**SHORT PROBLEM**
Your task is to repeat the records exactly from the line containing "Put one point on each instance of the united" onward, through the final line.

**RECORDS PROVIDED**
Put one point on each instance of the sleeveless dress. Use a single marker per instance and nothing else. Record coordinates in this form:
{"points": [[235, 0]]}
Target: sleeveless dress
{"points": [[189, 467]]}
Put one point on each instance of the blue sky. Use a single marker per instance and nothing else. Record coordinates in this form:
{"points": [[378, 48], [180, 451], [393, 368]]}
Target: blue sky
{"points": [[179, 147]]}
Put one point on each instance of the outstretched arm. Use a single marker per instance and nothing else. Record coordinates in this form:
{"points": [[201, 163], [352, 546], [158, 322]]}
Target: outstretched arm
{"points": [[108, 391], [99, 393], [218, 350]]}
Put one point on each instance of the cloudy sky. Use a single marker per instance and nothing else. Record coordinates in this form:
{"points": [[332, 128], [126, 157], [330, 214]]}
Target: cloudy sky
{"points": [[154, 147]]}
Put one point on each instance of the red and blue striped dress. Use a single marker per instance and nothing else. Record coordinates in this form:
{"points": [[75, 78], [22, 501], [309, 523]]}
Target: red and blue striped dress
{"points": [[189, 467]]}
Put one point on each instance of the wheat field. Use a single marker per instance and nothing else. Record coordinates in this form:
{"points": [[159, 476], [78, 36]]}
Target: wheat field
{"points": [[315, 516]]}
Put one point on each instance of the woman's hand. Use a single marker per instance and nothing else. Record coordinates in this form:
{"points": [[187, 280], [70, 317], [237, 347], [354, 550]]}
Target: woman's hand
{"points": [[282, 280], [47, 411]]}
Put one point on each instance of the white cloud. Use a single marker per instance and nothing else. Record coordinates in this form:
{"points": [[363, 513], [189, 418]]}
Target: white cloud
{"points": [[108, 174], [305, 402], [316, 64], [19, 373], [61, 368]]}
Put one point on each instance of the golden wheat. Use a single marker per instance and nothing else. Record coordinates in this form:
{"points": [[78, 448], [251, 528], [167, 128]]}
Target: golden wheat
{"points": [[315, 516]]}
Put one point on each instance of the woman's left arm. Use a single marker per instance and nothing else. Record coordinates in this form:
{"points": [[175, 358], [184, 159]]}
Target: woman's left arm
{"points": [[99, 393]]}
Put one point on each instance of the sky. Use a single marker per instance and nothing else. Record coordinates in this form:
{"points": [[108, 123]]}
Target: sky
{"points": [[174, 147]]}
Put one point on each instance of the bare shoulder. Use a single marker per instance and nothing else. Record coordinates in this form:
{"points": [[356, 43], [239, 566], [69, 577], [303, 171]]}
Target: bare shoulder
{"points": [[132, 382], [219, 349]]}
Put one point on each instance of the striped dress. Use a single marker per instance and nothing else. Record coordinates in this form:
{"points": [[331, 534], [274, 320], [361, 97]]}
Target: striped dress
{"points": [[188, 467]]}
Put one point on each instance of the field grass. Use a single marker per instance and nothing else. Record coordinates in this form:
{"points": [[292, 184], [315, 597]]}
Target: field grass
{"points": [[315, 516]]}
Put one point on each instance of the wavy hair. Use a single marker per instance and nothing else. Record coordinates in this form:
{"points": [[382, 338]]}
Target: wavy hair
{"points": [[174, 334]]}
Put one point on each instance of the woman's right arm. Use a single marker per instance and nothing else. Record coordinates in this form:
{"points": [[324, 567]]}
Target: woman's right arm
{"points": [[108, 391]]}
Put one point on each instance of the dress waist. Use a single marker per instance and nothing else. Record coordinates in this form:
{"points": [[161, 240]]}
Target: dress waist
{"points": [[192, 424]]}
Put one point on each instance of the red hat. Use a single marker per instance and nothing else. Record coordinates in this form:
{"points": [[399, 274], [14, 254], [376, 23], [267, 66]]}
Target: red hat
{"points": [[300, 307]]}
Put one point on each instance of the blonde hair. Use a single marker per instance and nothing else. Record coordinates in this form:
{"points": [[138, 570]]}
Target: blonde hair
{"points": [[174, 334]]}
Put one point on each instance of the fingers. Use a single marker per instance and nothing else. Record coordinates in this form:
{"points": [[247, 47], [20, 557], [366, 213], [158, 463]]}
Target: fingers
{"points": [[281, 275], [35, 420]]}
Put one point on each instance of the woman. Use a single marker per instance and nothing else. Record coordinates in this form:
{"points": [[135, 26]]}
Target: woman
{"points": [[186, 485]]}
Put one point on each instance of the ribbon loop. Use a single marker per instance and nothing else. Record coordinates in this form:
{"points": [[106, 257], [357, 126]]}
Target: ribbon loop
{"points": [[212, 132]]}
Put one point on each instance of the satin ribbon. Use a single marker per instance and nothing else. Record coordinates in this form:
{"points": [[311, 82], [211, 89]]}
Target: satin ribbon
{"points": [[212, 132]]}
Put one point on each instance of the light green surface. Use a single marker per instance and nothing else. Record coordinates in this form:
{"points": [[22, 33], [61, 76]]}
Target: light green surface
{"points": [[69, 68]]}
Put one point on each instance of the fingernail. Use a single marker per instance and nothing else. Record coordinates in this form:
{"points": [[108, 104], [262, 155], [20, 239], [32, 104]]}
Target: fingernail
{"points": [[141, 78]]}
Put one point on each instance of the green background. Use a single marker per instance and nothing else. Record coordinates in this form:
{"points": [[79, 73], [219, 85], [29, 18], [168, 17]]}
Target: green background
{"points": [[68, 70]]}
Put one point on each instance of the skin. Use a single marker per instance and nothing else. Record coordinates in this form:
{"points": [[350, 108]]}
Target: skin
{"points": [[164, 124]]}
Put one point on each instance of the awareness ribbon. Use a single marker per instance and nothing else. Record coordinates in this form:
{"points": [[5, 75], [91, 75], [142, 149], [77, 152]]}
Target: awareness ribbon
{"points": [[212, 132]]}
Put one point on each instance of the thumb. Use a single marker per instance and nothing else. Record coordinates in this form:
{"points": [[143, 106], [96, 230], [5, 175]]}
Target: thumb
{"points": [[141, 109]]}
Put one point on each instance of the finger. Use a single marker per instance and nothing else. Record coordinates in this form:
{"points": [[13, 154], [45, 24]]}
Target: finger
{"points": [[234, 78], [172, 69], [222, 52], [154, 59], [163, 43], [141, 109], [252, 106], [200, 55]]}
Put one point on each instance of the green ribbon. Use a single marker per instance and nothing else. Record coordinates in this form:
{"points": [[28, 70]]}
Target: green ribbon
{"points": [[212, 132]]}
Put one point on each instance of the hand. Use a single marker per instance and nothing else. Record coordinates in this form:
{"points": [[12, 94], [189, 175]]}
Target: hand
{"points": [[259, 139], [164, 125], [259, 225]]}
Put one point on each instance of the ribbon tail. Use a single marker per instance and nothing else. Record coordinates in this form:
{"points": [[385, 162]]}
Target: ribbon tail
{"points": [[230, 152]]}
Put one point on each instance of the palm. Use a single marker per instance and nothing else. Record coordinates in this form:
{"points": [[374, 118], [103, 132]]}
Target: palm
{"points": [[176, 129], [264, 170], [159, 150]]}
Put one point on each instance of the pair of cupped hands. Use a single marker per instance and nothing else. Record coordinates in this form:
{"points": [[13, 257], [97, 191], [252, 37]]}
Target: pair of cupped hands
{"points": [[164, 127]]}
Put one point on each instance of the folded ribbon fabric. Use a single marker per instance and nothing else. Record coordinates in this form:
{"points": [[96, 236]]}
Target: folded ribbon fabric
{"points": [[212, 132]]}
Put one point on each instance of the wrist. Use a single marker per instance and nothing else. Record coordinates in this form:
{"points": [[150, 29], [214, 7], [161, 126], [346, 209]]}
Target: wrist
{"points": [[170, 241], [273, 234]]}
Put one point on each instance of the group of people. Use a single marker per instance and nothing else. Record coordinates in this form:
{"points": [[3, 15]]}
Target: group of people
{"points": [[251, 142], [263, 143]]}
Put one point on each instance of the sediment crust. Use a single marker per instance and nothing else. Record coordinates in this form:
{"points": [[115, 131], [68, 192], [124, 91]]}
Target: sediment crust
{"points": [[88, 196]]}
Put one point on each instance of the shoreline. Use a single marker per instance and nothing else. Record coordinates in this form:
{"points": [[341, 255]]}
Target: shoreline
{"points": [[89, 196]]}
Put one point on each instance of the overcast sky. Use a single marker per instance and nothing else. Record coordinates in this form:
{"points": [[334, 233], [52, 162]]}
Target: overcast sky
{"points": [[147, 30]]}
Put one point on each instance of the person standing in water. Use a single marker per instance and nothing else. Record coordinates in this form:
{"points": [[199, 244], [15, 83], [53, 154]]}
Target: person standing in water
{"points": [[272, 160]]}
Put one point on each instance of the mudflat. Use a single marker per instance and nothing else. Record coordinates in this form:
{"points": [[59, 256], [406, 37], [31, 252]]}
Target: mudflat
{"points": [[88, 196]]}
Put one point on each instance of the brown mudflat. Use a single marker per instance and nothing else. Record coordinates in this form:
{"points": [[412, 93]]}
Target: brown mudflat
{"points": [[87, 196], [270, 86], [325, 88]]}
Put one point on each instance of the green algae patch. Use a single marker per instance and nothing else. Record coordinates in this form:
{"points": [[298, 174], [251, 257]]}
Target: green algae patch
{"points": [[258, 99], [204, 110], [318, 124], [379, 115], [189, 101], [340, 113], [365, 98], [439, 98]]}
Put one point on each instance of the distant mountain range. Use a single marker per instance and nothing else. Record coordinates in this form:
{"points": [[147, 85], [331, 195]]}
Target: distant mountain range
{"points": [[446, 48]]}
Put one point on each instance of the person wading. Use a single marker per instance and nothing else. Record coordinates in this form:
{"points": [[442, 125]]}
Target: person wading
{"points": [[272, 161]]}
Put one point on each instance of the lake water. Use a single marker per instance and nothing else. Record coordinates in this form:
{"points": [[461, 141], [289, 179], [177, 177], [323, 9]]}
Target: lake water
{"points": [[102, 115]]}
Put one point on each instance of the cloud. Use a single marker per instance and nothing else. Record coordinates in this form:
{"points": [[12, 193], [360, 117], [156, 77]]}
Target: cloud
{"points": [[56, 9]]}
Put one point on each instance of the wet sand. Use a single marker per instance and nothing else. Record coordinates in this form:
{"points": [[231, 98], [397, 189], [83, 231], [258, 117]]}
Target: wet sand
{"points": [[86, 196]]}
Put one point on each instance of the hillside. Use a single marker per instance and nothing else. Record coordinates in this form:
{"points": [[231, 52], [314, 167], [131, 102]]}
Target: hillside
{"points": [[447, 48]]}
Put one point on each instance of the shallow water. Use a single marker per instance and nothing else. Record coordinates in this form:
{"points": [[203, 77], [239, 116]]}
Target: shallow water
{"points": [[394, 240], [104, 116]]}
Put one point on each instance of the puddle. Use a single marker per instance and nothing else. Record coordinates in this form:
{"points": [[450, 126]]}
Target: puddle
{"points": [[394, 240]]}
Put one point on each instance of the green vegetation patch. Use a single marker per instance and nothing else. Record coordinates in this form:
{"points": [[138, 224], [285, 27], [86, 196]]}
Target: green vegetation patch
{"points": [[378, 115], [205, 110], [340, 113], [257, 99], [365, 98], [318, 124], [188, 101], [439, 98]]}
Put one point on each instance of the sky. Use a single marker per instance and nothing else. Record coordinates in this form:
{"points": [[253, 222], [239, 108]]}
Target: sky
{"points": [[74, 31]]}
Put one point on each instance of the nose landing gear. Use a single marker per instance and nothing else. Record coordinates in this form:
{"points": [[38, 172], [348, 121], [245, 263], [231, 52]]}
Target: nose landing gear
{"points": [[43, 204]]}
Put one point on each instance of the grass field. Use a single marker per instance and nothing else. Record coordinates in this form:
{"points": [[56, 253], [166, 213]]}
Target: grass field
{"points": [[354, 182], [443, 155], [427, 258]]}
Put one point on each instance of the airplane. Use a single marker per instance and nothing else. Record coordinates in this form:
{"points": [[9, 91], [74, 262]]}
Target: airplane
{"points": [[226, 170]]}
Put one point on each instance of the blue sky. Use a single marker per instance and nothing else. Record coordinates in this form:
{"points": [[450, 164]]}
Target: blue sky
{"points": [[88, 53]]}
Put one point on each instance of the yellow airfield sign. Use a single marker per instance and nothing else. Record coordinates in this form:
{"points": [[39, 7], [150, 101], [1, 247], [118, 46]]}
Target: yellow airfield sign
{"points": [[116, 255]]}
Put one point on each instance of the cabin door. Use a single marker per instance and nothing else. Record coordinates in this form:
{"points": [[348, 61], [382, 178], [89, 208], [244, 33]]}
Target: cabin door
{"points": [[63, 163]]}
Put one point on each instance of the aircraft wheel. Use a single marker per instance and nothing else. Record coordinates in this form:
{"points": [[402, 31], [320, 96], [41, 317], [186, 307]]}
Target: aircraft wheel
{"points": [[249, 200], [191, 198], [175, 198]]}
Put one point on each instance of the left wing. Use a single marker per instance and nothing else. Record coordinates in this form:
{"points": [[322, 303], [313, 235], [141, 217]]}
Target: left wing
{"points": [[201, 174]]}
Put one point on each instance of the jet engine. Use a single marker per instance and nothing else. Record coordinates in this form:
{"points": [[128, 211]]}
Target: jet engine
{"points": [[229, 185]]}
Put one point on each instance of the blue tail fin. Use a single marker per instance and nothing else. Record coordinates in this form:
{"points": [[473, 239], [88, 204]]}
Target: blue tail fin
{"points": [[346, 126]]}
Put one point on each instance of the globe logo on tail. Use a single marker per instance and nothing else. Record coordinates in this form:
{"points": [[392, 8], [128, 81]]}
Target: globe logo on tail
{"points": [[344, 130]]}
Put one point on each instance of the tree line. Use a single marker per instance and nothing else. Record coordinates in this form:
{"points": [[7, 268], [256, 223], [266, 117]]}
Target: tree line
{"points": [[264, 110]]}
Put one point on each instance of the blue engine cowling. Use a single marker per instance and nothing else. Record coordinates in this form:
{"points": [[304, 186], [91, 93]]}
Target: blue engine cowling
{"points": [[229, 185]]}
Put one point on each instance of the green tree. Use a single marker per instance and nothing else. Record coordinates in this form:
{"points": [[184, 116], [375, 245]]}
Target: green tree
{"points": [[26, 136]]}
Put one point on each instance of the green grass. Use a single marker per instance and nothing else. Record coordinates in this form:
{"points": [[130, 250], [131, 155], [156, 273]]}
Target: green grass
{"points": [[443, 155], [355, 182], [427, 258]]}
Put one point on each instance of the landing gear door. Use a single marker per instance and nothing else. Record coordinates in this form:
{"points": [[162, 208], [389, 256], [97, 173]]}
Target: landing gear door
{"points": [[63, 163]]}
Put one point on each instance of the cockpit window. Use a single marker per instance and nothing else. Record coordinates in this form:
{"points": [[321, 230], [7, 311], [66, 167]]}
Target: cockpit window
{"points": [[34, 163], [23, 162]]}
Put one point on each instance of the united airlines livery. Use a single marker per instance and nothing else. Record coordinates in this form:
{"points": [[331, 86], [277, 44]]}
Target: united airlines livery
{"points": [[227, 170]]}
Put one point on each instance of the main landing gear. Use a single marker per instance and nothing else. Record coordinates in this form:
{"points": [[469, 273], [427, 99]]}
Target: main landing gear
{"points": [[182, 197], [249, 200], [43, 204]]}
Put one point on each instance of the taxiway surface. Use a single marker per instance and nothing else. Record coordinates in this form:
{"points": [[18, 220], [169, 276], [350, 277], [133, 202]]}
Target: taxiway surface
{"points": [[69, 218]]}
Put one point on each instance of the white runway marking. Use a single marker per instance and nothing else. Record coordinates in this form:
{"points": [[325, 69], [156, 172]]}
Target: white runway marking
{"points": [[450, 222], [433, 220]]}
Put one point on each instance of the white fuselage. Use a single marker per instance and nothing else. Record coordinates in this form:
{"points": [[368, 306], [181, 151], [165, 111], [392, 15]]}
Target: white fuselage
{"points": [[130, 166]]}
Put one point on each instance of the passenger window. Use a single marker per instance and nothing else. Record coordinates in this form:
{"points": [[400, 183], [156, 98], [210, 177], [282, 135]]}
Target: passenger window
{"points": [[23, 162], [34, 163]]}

**THE COMPLETED TASK**
Put one point on each instance of the united airlines livery. Use a single marker per instance and nothing else. Record coordinates in this form:
{"points": [[331, 86], [277, 44]]}
Target: united airlines livery
{"points": [[227, 170]]}
Put one point on each instance of the main landing gear. Use a single marker per instance and nothing else. Record coordinates in this form:
{"points": [[469, 273], [427, 99]]}
Target: main landing gear
{"points": [[182, 197], [249, 200], [43, 204]]}
Put one point on each instance of the taxiway surface. Use a single marker per instance and nothing else. Record coordinates in this form:
{"points": [[18, 220], [169, 276], [350, 277], [133, 202]]}
Target: taxiway surface
{"points": [[69, 218]]}
Put one point on each instance of the white runway marking. Use a single marker per instance and nothing else. Record coordinates in this form:
{"points": [[325, 69], [156, 172]]}
Target: white runway marking
{"points": [[450, 222], [433, 220]]}
Put one point on each instance of the white fuselage. Use a single marker per instance and nothing else. Record coordinates in this form:
{"points": [[368, 306], [181, 151], [165, 111], [392, 15]]}
Target: white fuselage
{"points": [[130, 166]]}
Put one point on each instance of the passenger window. Use a single marker per instance and nothing else. Record coordinates in this form:
{"points": [[400, 183], [156, 98], [210, 177], [282, 135]]}
Target: passenger window
{"points": [[23, 162], [34, 163]]}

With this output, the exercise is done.